### [Task details]
Format every line of the records below as a JSON list of strings, one string per line, leaving out blank lines.

START Records provided

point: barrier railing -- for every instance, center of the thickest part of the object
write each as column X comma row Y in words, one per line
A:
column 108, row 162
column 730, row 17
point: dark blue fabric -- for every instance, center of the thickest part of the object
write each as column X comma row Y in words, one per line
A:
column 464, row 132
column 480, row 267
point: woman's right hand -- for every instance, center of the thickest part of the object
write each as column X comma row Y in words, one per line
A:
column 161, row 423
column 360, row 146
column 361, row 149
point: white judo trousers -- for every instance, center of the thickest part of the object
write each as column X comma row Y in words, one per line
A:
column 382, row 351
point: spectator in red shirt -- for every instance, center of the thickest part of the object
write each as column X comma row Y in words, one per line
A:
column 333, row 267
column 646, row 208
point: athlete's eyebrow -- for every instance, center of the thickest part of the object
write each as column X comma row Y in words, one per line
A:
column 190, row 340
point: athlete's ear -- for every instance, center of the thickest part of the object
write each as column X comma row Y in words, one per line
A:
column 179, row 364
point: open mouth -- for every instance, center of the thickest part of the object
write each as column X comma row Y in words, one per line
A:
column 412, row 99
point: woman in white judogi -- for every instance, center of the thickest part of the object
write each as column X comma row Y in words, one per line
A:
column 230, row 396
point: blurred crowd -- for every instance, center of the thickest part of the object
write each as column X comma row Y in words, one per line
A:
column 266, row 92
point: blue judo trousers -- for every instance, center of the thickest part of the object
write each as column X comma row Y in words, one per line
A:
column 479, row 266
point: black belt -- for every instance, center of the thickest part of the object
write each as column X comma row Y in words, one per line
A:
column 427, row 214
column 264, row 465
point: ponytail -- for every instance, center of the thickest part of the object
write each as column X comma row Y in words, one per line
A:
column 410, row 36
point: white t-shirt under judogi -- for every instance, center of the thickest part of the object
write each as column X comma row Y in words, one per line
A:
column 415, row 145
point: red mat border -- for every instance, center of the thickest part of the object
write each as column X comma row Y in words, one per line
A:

END Records provided

### [The completed task]
[
  "point: barrier railing -- for every instance, center of the thickest part of the object",
  "write each as column X comma row Y in words, one per line",
  "A:",
  "column 108, row 162",
  "column 730, row 17",
  "point: dark blue fabric -- for every instance, center of the thickest part of the object",
  "write each as column X comma row Y in words, one per line",
  "A:",
  "column 464, row 132",
  "column 480, row 267",
  "point: woman's right hand -- for every instance, center of the thickest part of the object",
  "write each as column X comma row Y in words, one per line",
  "A:",
  "column 161, row 423",
  "column 360, row 146",
  "column 361, row 149",
  "point: white judo trousers -- for every instance, center of the thickest part of the object",
  "write each as column X comma row Y in words, one per line",
  "A:",
  "column 382, row 351",
  "point: spectator in red shirt -- for every instance, center of the thickest part of the object",
  "write each as column X comma row Y in words, one per line",
  "A:",
  "column 333, row 267",
  "column 646, row 208",
  "point: athlete's eyebrow -- for every instance, center of the thickest part of the object",
  "write each as column X comma row Y in words, one per line",
  "A:",
  "column 190, row 340",
  "point: athlete's ear -- for every instance, center of the thickest part of the object",
  "write each as column X comma row Y in words, one per line",
  "A:",
  "column 179, row 364",
  "point: open mouth -- for every instance, center of the thickest part of the object",
  "write each as column X comma row Y in words, one per line",
  "A:",
  "column 412, row 99",
  "point: woman in white judogi -- for every instance, center of the thickest part of the object",
  "write each as column X comma row Y in words, one per line",
  "A:",
  "column 230, row 396",
  "point: blurred crowd -- for every instance, center of the thickest part of the object",
  "write each as column X comma row Y in words, one per line",
  "A:",
  "column 266, row 92",
  "point: blue judo trousers -- for every instance, center of the thickest part of the object",
  "write each as column X comma row Y in words, one per line",
  "A:",
  "column 479, row 266",
  "point: black belt -- for every instance, center of the thickest part of the object",
  "write each as column X comma row Y in words, one per line",
  "A:",
  "column 427, row 214",
  "column 264, row 465",
  "point: ponytail -- for every instance, center of the thickest part of the object",
  "write each as column X comma row Y in words, one per line",
  "A:",
  "column 410, row 36",
  "point: white t-shirt under judogi -- for every instance, center of the thickest part of the object",
  "write each as column X comma row Y in words, one per line",
  "A:",
  "column 415, row 145",
  "point: red mat border -- for every instance, center of the thickest part of the object",
  "write each as column X comma row Y in words, one per line",
  "A:"
]